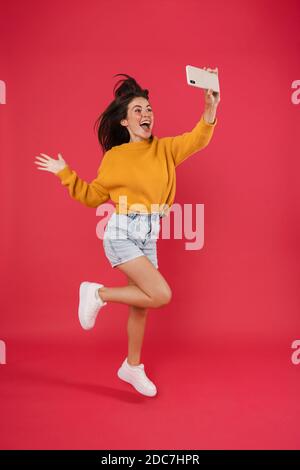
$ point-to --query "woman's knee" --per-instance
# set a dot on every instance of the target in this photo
(161, 298)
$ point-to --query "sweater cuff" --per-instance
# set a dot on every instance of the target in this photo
(64, 173)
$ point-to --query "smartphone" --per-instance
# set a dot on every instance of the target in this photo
(201, 78)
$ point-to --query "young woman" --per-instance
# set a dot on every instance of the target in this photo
(137, 173)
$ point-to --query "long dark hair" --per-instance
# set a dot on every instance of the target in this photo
(109, 130)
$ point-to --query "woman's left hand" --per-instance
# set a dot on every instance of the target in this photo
(211, 98)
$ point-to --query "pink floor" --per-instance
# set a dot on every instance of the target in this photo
(59, 394)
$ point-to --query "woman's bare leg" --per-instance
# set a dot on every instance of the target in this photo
(135, 329)
(150, 289)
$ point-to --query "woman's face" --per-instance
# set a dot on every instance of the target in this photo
(139, 111)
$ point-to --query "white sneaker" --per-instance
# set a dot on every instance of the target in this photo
(135, 375)
(89, 304)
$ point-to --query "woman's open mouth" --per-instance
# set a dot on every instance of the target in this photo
(145, 126)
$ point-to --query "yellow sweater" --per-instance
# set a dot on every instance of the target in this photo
(139, 176)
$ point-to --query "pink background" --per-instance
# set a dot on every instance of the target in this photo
(220, 352)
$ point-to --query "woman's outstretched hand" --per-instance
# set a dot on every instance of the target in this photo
(212, 98)
(47, 163)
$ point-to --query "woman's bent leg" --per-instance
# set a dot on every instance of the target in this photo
(150, 289)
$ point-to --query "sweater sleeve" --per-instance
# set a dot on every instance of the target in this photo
(90, 194)
(185, 145)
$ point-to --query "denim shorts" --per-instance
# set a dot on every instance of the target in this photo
(127, 236)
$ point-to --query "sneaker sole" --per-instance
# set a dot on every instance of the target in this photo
(143, 392)
(83, 292)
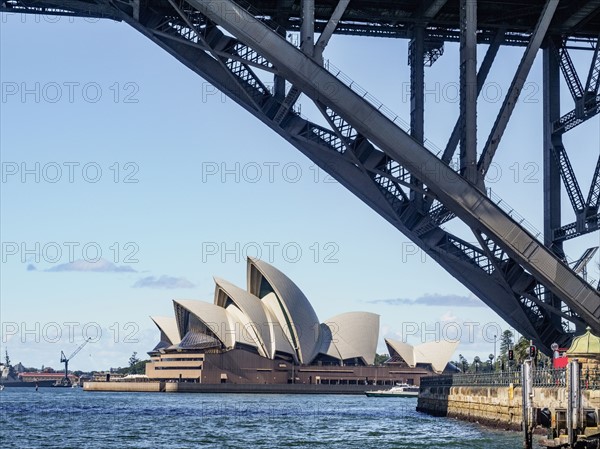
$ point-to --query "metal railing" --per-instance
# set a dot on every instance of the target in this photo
(542, 378)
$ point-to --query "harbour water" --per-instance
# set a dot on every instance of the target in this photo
(72, 418)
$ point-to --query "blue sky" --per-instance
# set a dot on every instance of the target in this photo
(143, 164)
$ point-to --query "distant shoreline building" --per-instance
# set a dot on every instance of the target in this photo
(269, 333)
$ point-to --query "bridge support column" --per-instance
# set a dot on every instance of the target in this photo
(417, 96)
(552, 182)
(468, 90)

------------------------

**TASK:** In your copy, include every record word for word but no pictures.

**WRITTEN RESPONSE:**
$ point-to --query "woman's knee" --per-instance
# set a dot on every instance of the target in this photo
(161, 298)
$ point-to --query "sweater cuff" --per-instance
# set a dot on every instance of the target in this photo
(64, 173)
$ point-to --query "smartphone" --per-instance
# set a dot on every instance of the target in this photo
(201, 78)
$ point-to --query "young woman" --per-instance
# set a dot on every instance of the target in this photo
(137, 173)
$ point-to --query "long dark hair" --per-instance
# set a dot on every instance of the target in this photo
(109, 130)
$ point-to --query "woman's left hand" --per-instance
# set a dot on every instance of the target in this photo
(211, 98)
$ point-to --query "pink floor" --per-instance
# set a dot on every instance of the target in this photo
(59, 394)
$ point-to --query "woman's bare leg" --per-instance
# set a dot on every instance of the target in this photo
(135, 329)
(150, 289)
$ point-to --query "woman's face" --per-instance
# set a dot on every instance of the target in this photo
(139, 111)
$ point-to --query "white sneaker" --per-instance
# set a dot on every instance of the target in this photo
(135, 375)
(89, 304)
$ point-to --query "woman's open mouth" --per-instance
# set a dot on every instance of the target in this photo
(145, 126)
$ point-to --query "yellow sweater" --per-instance
# set a dot on every instance of the target in this photo
(139, 176)
$ point-to --query "pink background" --per-instance
# set a dot on every instance of the target in this photo
(220, 352)
$ point-to --query "woman's outstretched hand" --per-instance
# set a dot on every instance of the target in this photo
(212, 98)
(47, 163)
$ point-to --query "woman's bent leg" --per-instance
# set a dot on every instance of the target in this photo
(150, 289)
$ point-to --query "sweater sleeve" --per-instance
# set a dot on every instance of the target in this photo
(90, 194)
(185, 145)
$ point-to --query "denim shorts" --per-instance
# set a dot on every instance of the target in this photo
(127, 236)
$ point-to --query "sneaker sole" --per-instance
# set a dot on every instance of the target in this photo
(143, 392)
(83, 292)
$ point-to --query "metal railing" --per-instance
# set a dot on every instance of the target in this photo
(542, 378)
$ point-to --query "harbour water" --per-instance
# set a dot on every instance of the target in this photo
(72, 418)
$ point-to --query "blue sky" --per-instance
# set a dot on every instance of the target in this photo
(143, 164)
$ point-to --query "distant shoreline building" --per-instance
# set a dot on every instance of the target in this photo
(269, 333)
$ point-to --query "bridge support column" --per-instance
# set a dot on every instance of the target in this photo
(417, 96)
(552, 182)
(468, 90)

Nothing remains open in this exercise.